-------- FONTE
Le aziende di servizi giocano alla roulette russa con i player dell’It

Il numero degli attori si va restringendo. Toccate direttamente dalla crisi, queste società o vengono “inglobate” dai grandi nomi dell’informatica, e convertite al ruolo di outsourcer, oppure puntano sulle fusioni per rilanciare nuove attività di consulenza.

Il settore dei servizi informatici, che ha visto lo scorso anno la sua prima vera crisi, si trova oggi in una fase di forte consolidamento. In questo senso, uno dei migliori esempi dell’evoluzione del segmento arriva da Ibm, che alla fine del 2002 ha acquisito in successione Pwc (PricewaterhouseCoopers), la filiale informatica di Eds Matradatavision e Rational Software. Dopo la polverizzazione delle Big Five e la depressione economica, la corsa alle fusioni è in pieno svolgimento. L’obiettivo di tali operazioni è quello di ottenere una dimensione critica in grado di favorire lo sviluppo internazionale e l’ampliamento dell’offerta.

Verso una logica industriale


Nella corsa alla mondializzazione, le società di servizi guadagnano in maturità e perseguono una logica industriale. Questo ha portato alla nascita di due distinti gruppi di aziende: da una parte gli attori globali dotati di un’ampia offerta e di una capacità finanziaria sufficiente a rispondere alle necessità mondiali delle imprese utenti; dall’altra parte, gli attori locali che giocano la carta della multispecializzazione. Un insieme che resta ancora eterogeneo e che mischia giganti come Ibm Global Services, Eds e Atos Origin con realtà che restano in mercati di nicchia. Unisys, per esempio, è riuscita a mantenere il suo core business focalizzato su cinque settori, tra cui le società di telecomunicazione e i servizi finanziari, senza gettarsi in una corsa sfrenata alla ricerca della dimensione critica.
----------------
-------- DATI ARCHIVIATI
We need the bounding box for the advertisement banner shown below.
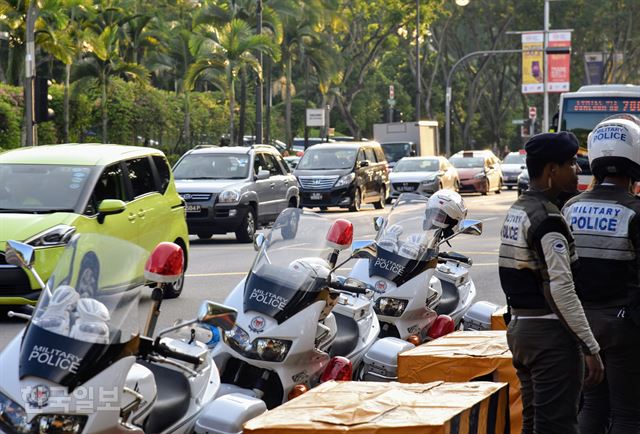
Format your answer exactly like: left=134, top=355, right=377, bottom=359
----------------
#### [IN COSA CONSISTE]
Stampa senza alcuna modifica il passo dell'articolo sul consolidamento dei servizi informatici che inizia con "Le aziende di" e termina con "attività di consulenza.".

#### [RISPOSTA CORRETTA]
Le aziende di servizi giocano alla roulette russa con i player dell’It

Il numero degli attori si va restringendo. Toccate direttamente dalla crisi, queste società o vengono “inglobate” dai grandi nomi dell’informatica, e convertite al ruolo di outsourcer, oppure puntano sulle fusioni per rilanciare nuove attività di consulenza.